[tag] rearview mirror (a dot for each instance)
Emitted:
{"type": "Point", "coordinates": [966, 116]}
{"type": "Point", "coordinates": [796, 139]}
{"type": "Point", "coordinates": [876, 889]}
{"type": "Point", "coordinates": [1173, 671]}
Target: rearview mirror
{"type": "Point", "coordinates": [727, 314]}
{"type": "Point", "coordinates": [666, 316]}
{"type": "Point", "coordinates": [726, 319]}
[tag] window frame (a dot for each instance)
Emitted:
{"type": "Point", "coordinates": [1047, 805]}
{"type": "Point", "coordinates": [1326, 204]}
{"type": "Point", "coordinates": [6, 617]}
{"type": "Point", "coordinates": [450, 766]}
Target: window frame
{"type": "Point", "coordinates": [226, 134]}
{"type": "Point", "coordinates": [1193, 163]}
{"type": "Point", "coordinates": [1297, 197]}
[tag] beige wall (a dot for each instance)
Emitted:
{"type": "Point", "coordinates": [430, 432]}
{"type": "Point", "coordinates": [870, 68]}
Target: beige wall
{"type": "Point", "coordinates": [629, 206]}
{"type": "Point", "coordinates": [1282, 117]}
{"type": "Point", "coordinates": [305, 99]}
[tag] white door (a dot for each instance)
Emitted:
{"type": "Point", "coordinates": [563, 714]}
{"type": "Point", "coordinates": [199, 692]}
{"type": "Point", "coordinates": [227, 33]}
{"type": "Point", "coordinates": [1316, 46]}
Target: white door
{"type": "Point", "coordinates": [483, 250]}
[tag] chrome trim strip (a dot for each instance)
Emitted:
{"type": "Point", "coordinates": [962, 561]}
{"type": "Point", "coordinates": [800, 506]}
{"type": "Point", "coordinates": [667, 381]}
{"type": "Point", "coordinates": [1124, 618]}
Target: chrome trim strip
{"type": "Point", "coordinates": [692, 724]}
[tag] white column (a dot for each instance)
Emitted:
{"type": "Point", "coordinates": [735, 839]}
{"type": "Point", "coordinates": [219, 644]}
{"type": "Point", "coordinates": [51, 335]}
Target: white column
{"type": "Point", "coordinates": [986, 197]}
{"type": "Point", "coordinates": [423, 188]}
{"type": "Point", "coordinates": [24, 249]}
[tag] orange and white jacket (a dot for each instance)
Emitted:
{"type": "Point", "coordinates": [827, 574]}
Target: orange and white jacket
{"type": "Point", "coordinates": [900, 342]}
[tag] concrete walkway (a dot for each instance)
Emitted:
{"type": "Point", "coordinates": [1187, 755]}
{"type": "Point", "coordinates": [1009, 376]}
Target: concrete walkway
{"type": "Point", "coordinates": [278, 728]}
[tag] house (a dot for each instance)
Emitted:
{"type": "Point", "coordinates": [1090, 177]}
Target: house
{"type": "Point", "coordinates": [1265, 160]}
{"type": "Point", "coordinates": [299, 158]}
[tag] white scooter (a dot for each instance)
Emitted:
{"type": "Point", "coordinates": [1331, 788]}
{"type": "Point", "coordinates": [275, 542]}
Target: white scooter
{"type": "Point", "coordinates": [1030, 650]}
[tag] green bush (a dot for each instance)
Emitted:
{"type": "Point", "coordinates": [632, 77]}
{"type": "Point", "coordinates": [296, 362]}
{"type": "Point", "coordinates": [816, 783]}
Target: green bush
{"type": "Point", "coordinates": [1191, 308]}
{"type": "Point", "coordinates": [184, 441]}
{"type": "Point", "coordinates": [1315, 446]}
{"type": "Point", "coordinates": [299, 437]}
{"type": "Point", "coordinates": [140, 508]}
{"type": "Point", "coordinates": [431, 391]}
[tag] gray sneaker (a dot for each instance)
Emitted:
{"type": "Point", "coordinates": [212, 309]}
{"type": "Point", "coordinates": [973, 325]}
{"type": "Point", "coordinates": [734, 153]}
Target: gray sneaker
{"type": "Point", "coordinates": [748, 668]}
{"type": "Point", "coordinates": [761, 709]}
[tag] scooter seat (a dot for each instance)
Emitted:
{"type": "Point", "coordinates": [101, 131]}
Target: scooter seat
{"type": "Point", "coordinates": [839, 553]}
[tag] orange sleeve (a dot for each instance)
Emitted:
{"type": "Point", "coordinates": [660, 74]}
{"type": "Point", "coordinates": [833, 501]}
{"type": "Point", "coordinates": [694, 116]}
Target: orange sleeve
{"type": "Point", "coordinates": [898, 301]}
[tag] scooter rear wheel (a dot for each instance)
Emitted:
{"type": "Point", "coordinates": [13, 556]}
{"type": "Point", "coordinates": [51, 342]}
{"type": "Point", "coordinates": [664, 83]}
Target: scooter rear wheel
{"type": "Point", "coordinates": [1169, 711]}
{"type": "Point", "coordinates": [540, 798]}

■ ■ ■

→ Aim of the task
The records above must be transcribed without a single omission.

→ Solution to the problem
[tag] rearview mirror (a dot for each instance)
Emitted:
{"type": "Point", "coordinates": [966, 116]}
{"type": "Point", "coordinates": [796, 139]}
{"type": "Point", "coordinates": [876, 889]}
{"type": "Point", "coordinates": [1173, 671]}
Target: rearview mirror
{"type": "Point", "coordinates": [727, 314]}
{"type": "Point", "coordinates": [666, 316]}
{"type": "Point", "coordinates": [726, 319]}
[tag] window frame (a dot for each instance)
Emitted:
{"type": "Point", "coordinates": [1047, 805]}
{"type": "Point", "coordinates": [1326, 204]}
{"type": "Point", "coordinates": [6, 617]}
{"type": "Point", "coordinates": [450, 766]}
Target: window frame
{"type": "Point", "coordinates": [226, 134]}
{"type": "Point", "coordinates": [1193, 163]}
{"type": "Point", "coordinates": [1297, 197]}
[tag] beige wall (a dot for each instance)
Emitted:
{"type": "Point", "coordinates": [430, 432]}
{"type": "Point", "coordinates": [870, 68]}
Target: beige wall
{"type": "Point", "coordinates": [629, 206]}
{"type": "Point", "coordinates": [1282, 117]}
{"type": "Point", "coordinates": [305, 99]}
[tag] white door (a dot for each instance)
Emitted:
{"type": "Point", "coordinates": [563, 714]}
{"type": "Point", "coordinates": [199, 692]}
{"type": "Point", "coordinates": [227, 33]}
{"type": "Point", "coordinates": [1316, 46]}
Target: white door
{"type": "Point", "coordinates": [483, 250]}
[tag] chrome trim strip (a dot for each instance)
Emitted:
{"type": "Point", "coordinates": [962, 561]}
{"type": "Point", "coordinates": [800, 506]}
{"type": "Point", "coordinates": [667, 381]}
{"type": "Point", "coordinates": [1124, 618]}
Target: chrome trim strip
{"type": "Point", "coordinates": [692, 724]}
[tag] white column (a dot for each instance)
Emitted:
{"type": "Point", "coordinates": [735, 839]}
{"type": "Point", "coordinates": [219, 644]}
{"type": "Point", "coordinates": [51, 335]}
Target: white column
{"type": "Point", "coordinates": [986, 197]}
{"type": "Point", "coordinates": [423, 188]}
{"type": "Point", "coordinates": [24, 249]}
[tag] orange and white jacket (a dot for each instance)
Emitted:
{"type": "Point", "coordinates": [827, 574]}
Target: orange and white jacket
{"type": "Point", "coordinates": [900, 342]}
[tag] concrete walkway (a dot for each instance)
Emitted:
{"type": "Point", "coordinates": [1187, 755]}
{"type": "Point", "coordinates": [1009, 376]}
Target: concrete walkway
{"type": "Point", "coordinates": [278, 728]}
[tag] house (a dot for each instance)
Emitted:
{"type": "Point", "coordinates": [1090, 177]}
Target: house
{"type": "Point", "coordinates": [1265, 160]}
{"type": "Point", "coordinates": [299, 158]}
[tag] white scooter (a dot for each instance)
Emitted:
{"type": "Point", "coordinates": [1331, 788]}
{"type": "Point", "coordinates": [275, 542]}
Target: white scooter
{"type": "Point", "coordinates": [1030, 650]}
[tag] green bush (a dot for each instance)
Emitted:
{"type": "Point", "coordinates": [632, 77]}
{"type": "Point", "coordinates": [296, 362]}
{"type": "Point", "coordinates": [816, 783]}
Target: green bush
{"type": "Point", "coordinates": [1191, 308]}
{"type": "Point", "coordinates": [184, 441]}
{"type": "Point", "coordinates": [1315, 446]}
{"type": "Point", "coordinates": [299, 437]}
{"type": "Point", "coordinates": [140, 508]}
{"type": "Point", "coordinates": [431, 391]}
[tag] gray sneaker (a dot for each instance)
Emitted:
{"type": "Point", "coordinates": [212, 309]}
{"type": "Point", "coordinates": [973, 325]}
{"type": "Point", "coordinates": [734, 153]}
Target: gray sneaker
{"type": "Point", "coordinates": [748, 668]}
{"type": "Point", "coordinates": [761, 709]}
[tag] scooter seat (a dot for each instance)
Emitted:
{"type": "Point", "coordinates": [101, 131]}
Target: scooter seat
{"type": "Point", "coordinates": [839, 553]}
[tag] orange sleeve (a dot for each instance)
Emitted:
{"type": "Point", "coordinates": [660, 74]}
{"type": "Point", "coordinates": [833, 501]}
{"type": "Point", "coordinates": [694, 116]}
Target: orange sleeve
{"type": "Point", "coordinates": [898, 301]}
[tag] scooter rear wheel (a dot for each instance)
Emitted:
{"type": "Point", "coordinates": [13, 556]}
{"type": "Point", "coordinates": [51, 342]}
{"type": "Point", "coordinates": [664, 83]}
Target: scooter rear wheel
{"type": "Point", "coordinates": [1169, 711]}
{"type": "Point", "coordinates": [540, 798]}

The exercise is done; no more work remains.